[WHAT IS REQUIRED] Give again, unaltered, the lines of the listing below that run from the line having "260L37 257L0 255V294L34" through the line having "positive clicks: (285, 214)".

[SUPPLIED MATERIAL]
>>>

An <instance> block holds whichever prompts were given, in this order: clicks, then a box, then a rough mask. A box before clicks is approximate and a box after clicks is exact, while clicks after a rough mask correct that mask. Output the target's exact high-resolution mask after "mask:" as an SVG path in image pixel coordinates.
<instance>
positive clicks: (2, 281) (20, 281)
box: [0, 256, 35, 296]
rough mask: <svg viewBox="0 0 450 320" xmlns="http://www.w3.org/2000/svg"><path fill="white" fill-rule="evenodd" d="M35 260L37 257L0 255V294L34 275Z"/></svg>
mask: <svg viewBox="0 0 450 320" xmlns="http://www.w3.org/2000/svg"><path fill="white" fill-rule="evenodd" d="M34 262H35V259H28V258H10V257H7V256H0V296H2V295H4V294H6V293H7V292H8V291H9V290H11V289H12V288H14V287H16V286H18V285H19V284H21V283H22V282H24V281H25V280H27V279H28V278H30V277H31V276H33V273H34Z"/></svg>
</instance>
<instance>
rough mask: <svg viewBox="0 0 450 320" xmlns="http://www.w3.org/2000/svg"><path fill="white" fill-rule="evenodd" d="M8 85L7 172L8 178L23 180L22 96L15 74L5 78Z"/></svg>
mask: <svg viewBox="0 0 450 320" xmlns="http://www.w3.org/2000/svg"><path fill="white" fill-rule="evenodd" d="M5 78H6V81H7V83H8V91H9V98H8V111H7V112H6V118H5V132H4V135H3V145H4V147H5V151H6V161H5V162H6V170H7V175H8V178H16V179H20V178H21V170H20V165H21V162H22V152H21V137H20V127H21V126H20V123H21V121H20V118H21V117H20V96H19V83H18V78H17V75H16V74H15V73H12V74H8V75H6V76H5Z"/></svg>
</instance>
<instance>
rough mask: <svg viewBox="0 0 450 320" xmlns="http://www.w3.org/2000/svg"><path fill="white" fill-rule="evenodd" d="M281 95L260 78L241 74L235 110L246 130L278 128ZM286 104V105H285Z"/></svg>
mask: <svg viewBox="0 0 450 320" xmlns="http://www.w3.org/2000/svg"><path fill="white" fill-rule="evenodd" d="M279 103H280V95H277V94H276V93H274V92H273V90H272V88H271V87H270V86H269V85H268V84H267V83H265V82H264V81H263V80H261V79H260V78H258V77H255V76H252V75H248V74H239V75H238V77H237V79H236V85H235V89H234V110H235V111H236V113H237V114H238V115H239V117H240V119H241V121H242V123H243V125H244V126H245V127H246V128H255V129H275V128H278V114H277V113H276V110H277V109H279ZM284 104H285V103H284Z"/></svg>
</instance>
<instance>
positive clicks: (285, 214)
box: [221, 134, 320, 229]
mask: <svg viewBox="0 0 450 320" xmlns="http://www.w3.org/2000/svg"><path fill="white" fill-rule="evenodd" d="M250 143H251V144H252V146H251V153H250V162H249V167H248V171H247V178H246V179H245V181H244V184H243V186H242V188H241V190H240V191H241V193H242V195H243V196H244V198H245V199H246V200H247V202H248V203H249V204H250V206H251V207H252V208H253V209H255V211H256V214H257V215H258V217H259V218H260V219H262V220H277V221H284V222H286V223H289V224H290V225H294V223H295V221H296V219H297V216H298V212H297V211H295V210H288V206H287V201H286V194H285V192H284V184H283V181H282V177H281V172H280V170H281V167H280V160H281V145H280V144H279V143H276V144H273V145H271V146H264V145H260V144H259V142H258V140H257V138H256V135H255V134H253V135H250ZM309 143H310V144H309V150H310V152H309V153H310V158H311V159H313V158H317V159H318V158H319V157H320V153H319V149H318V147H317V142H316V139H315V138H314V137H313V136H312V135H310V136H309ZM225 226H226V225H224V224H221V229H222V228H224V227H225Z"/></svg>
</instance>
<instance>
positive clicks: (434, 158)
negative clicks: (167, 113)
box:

<<<

[TASK SOLUTION]
rough mask: <svg viewBox="0 0 450 320" xmlns="http://www.w3.org/2000/svg"><path fill="white" fill-rule="evenodd" d="M35 260L37 257L0 255V294L34 275Z"/></svg>
mask: <svg viewBox="0 0 450 320" xmlns="http://www.w3.org/2000/svg"><path fill="white" fill-rule="evenodd" d="M34 262H35V259H28V258H10V257H7V256H0V296H2V295H4V294H6V293H7V292H8V291H9V290H11V289H12V288H14V287H16V286H18V285H19V284H21V283H22V282H24V281H25V280H27V279H28V278H30V277H31V276H33V273H34Z"/></svg>
</instance>
<instance>
rough mask: <svg viewBox="0 0 450 320" xmlns="http://www.w3.org/2000/svg"><path fill="white" fill-rule="evenodd" d="M8 85L7 172L8 178L23 180L22 96L15 74L5 78Z"/></svg>
mask: <svg viewBox="0 0 450 320" xmlns="http://www.w3.org/2000/svg"><path fill="white" fill-rule="evenodd" d="M5 78H6V81H7V83H8V91H9V98H8V111H7V112H6V118H5V132H4V135H3V145H4V147H5V151H6V161H5V162H6V170H7V175H8V178H16V179H20V178H21V170H20V165H21V162H22V152H21V137H20V127H21V126H20V123H21V121H20V118H21V117H20V96H19V83H18V78H17V75H16V74H15V73H12V74H8V75H6V76H5Z"/></svg>
</instance>
<instance>
rough mask: <svg viewBox="0 0 450 320" xmlns="http://www.w3.org/2000/svg"><path fill="white" fill-rule="evenodd" d="M281 95L260 78L241 74L235 110L246 130L278 128ZM286 104V105H285Z"/></svg>
mask: <svg viewBox="0 0 450 320" xmlns="http://www.w3.org/2000/svg"><path fill="white" fill-rule="evenodd" d="M279 103H280V95H277V94H276V93H274V92H273V90H272V88H271V87H270V86H269V85H268V84H267V83H265V82H264V81H263V80H261V79H260V78H258V77H255V76H252V75H248V74H239V75H238V77H237V79H236V85H235V89H234V110H235V111H236V113H237V114H238V115H239V117H240V119H241V121H242V123H243V125H244V126H245V127H246V128H255V129H275V128H278V114H277V113H276V110H277V109H279ZM284 104H285V103H284Z"/></svg>
</instance>
<instance>
positive clicks: (285, 214)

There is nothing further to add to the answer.